PROBLEM TO SOLVE:
What you return should match the data exactly, from the first line to the last.

Point localization data
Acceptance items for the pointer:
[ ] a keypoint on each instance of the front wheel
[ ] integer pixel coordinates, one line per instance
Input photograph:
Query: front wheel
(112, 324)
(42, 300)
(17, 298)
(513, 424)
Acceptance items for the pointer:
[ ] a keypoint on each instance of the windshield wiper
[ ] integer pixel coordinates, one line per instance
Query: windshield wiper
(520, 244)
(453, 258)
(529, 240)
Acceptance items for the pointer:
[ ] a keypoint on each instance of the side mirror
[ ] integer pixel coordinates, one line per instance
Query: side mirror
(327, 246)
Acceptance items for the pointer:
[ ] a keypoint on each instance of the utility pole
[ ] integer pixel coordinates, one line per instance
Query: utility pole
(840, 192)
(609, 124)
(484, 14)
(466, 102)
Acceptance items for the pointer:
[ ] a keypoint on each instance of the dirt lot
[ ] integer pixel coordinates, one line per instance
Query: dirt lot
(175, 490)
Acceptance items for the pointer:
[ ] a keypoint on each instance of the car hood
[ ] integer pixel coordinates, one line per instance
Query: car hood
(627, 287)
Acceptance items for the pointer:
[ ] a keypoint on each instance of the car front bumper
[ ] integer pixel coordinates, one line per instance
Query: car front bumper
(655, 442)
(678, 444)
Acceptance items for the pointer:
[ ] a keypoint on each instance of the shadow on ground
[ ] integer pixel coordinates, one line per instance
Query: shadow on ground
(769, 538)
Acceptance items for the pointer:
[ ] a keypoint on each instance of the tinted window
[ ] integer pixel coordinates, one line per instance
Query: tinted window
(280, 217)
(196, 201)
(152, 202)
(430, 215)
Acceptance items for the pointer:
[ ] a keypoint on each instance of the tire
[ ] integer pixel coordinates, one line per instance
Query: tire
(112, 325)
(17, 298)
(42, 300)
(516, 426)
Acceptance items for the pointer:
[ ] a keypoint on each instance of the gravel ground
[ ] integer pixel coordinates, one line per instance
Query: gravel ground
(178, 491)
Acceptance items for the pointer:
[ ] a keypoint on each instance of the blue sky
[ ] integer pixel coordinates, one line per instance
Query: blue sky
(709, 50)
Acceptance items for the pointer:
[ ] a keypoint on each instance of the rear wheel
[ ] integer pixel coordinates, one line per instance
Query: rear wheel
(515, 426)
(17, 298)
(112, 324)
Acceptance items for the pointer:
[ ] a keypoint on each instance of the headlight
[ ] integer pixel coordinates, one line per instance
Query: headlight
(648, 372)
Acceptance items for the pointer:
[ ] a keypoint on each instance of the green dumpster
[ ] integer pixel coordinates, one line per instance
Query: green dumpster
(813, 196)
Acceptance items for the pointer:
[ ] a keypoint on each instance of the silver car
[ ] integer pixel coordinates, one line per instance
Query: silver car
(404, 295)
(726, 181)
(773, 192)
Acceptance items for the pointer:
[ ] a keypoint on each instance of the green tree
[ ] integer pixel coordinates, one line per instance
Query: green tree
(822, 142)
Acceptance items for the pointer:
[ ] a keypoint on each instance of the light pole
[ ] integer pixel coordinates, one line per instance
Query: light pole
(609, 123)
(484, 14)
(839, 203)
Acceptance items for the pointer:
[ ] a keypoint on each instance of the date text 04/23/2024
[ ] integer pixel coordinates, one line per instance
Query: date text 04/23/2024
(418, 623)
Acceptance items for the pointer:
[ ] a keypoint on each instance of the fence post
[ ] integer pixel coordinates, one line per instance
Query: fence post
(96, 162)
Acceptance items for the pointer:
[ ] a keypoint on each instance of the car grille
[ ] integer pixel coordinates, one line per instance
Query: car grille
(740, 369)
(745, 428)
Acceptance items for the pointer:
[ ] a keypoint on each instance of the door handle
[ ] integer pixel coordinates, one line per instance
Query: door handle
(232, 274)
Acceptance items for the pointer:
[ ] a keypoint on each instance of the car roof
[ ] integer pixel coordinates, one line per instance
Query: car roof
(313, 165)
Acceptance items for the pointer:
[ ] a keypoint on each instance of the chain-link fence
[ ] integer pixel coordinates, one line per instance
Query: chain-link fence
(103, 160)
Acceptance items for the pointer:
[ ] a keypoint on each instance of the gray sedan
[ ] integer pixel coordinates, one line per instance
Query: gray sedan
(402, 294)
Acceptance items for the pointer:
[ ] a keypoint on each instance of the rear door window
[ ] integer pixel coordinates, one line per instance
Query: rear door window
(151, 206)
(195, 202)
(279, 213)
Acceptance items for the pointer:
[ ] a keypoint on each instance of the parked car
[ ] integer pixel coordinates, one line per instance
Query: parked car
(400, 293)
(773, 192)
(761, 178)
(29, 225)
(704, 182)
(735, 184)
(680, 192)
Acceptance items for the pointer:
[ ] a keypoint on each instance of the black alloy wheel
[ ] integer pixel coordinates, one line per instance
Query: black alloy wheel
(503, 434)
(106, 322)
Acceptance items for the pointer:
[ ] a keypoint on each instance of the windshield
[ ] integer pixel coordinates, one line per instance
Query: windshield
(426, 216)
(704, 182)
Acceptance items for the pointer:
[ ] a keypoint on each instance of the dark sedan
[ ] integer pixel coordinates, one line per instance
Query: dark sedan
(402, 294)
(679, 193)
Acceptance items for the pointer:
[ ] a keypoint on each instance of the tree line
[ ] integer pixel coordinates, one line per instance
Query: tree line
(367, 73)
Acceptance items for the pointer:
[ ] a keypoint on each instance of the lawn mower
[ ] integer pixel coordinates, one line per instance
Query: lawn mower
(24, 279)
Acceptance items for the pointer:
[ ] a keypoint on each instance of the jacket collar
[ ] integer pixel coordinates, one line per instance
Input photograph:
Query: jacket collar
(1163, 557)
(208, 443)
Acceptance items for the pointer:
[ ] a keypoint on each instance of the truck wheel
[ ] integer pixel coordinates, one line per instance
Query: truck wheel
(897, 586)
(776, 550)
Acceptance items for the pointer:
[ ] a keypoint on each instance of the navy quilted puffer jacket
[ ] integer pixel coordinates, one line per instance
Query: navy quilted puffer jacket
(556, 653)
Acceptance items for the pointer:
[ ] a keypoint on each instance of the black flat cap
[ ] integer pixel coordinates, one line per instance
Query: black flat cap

SOLUTION:
Acceptance items for the pointer:
[ ] a keypoint on each instance of the front wheel
[ ] integer pixel coordinates, one line per instance
Input photograph:
Query: front wheel
(112, 324)
(42, 300)
(17, 298)
(513, 424)
Acceptance items for the pointer:
[ ] a keypoint on each instance of the windshield wiper
[ ] integer pixel coordinates, one line per instance
Query: windshield wiper
(520, 244)
(453, 258)
(529, 240)
Acceptance items for the pointer:
[ ] a keypoint on each instance of the side mirror
[ ] integer pixel coordinates, one line per instance
Query: side mirror
(327, 246)
Acceptance items for the pointer:
[ ] a keypoint on each instance of the utility pole
[ ] integer pixel coordinates, one line per instance
Query: utility pole
(840, 192)
(609, 124)
(484, 14)
(466, 102)
Acceptance items for the pointer:
[ ] a keypoint on each instance of the dirt lot
[ ] integer pixel coordinates, one line per instance
Query: dirt lot
(175, 490)
Acceptance items for the pointer:
[ ] a keypoint on each instance of the car hood
[ ] integer pixel coordinates, one line per instance
Query: car hood
(627, 287)
Acceptance items for the pointer:
[ ] a keypoint on each instance of the car front bumper
[ ] integer pixel coordinates, one line per instance
Query: car front bumper
(655, 442)
(678, 444)
Acceptance items for the pointer:
[ ] a keypoint on each instance of the shadow on ground
[ ] integer pixel coordinates, one line per instance
Query: shadow on ground
(769, 538)
Acceptance items for the pointer:
[ ] a keypoint on each instance of the tinted window
[ ] integer pixel coordinates, one line per instance
Query: tinted window
(280, 217)
(196, 201)
(152, 202)
(430, 215)
Acceptance items for the pointer:
[ ] a keypoint on each instance of the tire
[ ] integer pixel coordinates, one line per instance
Query: tire
(112, 325)
(17, 298)
(42, 300)
(516, 426)
Acceptance items for the pointer:
[ ] a keypoint on each instance of the gravel ground
[ ] integer pixel coordinates, one line per instance
Query: gravel ground
(178, 491)
Acceptance items for the pointer:
[ ] a keypoint on each instance of the blue sky
[ ] integer pixel coordinates, one line per instance
Query: blue sky
(709, 50)
Acceptance items for the pointer:
[ ] a keypoint on each instance of the rear wheel
[ ] integer pixel coordinates, one line per instance
Query: rear wheel
(515, 426)
(17, 298)
(112, 324)
Acceptance items for the pointer:
[ ] a keypoint on each instance of the headlight
[ ] integer pixel coordinates, one line per instance
Query: headlight
(648, 372)
Acceptance items for the pointer:
[ ] a keypoint on each instance of the green dumpster
[ ] integer pixel coordinates, one line per instance
Query: green dumpster
(813, 196)
Acceptance items for the pointer:
[ ] a keypoint on each instance of the silver car
[ ] integer pixel coordinates, one line per instance
Query: silver car
(404, 295)
(726, 181)
(773, 192)
Acceptance items for the pointer:
[ ] a keypoint on each instance of the green tree
[ ] integer pixel coordinates, one line per instance
Query: green tree
(822, 142)
Acceptance items for the pointer:
[ ] a keypoint on each instance of the light pole
[ ] integer pixel coordinates, one line per instance
Query: light pole
(609, 123)
(484, 14)
(839, 203)
Acceptance items for the pointer:
[ ] a keypoint on each instance of the date text 04/23/2024
[ ] integer pixel coordinates, one line per instance
Query: date text 04/23/2024
(418, 623)
Acceptance items for the pointer:
[ ] a keypoint on each instance of the fence post
[ ] integer pixel coordinates, one line per instance
Query: fence post
(96, 162)
Acceptance items for the pointer:
[ ] a keypoint on each instance of the car grille
[ ] integer pixel coordinates, one line per instance
Query: car grille
(740, 369)
(745, 428)
Acceptance items for the pointer:
[ ] a keypoint on each instance of the door handle
[ ] integer pixel coordinates, one line per instance
Query: door handle
(232, 274)
Acceptance items for the pointer:
[ ] a keypoint on each instance of the car roof
[ ] integer pixel coordinates, one line per instance
Query: car roof
(313, 165)
Acceptance items for the pointer:
[ ] a keypoint on each instance of the chain-link fence
[ ] integer pixel coordinates, one line per instance
Query: chain-link fence
(103, 160)
Acceptance items for the pointer:
[ ] a keypoint on each instance of the gray sedan
[ ] integer pixel coordinates, one line per instance
Query: gray sedan
(402, 294)
Acceptance items for the pointer:
[ ] a keypoint on each instance of the rear door window
[ ] integer pixel coordinates, one line per instance
Query: rear door window
(151, 206)
(195, 202)
(279, 213)
Acceptance items for the pointer:
[ ] a keypoint on each instance of the parked car
[ ] integer pixel coordinates, one line per instance
Query: parked car
(400, 293)
(773, 192)
(761, 178)
(29, 225)
(704, 182)
(735, 184)
(680, 192)
Acceptance items for the pointer:
[ ] a keypoint on each instance of the black alloy wheel
[ ] integer pixel coordinates, one line per instance
Query: black alloy wheel
(503, 434)
(106, 322)
Acceptance items for the pointer:
[ ] a keypoint on each instance of the windshield
[ ] integer pixel coordinates, one line per instance
Query: windshield
(426, 216)
(704, 182)
Acceptance items for the pointer:
[ ] a keypoint on each instance of the dark sedan
[ ] integer pixel coordinates, one line per instance
Query: dark sedan
(402, 294)
(679, 193)
Acceptance items for the pointer:
[ ] a keypoint on each instance of the tree line
[ ] integer pixel coordinates, one line per instance
Query: tree line
(367, 73)
Acceptance items for the pointer:
[ ] a keypoint on each instance of the lawn mower
[ ] integer pixel coordinates, one line per instance
Query: lawn mower
(24, 279)
Acceptance items for the pointer:
[ ] a keypoint on each instance of the jacket collar
[ ] integer pixel coordinates, one line per instance
Input photograph:
Query: jacket collar
(1163, 557)
(208, 443)
Acceptance items for the pointer:
[ ] a keypoint on each instance of the truck wheel
[ ] integer pixel coordinates, one line per instance
Query: truck wheel
(897, 586)
(776, 550)
Acceptance items for the pointer:
[ ] a keypoint on each instance of the navy quilted puffer jacket
[ ] integer pixel coordinates, one line per instance
Query: navy quilted puffer jacket
(556, 653)
Acceptance items for the pointer:
[ ] a keypoint on each instance of the black flat cap
[ ] integer pixel coordinates, one line per instance
Query: black flat cap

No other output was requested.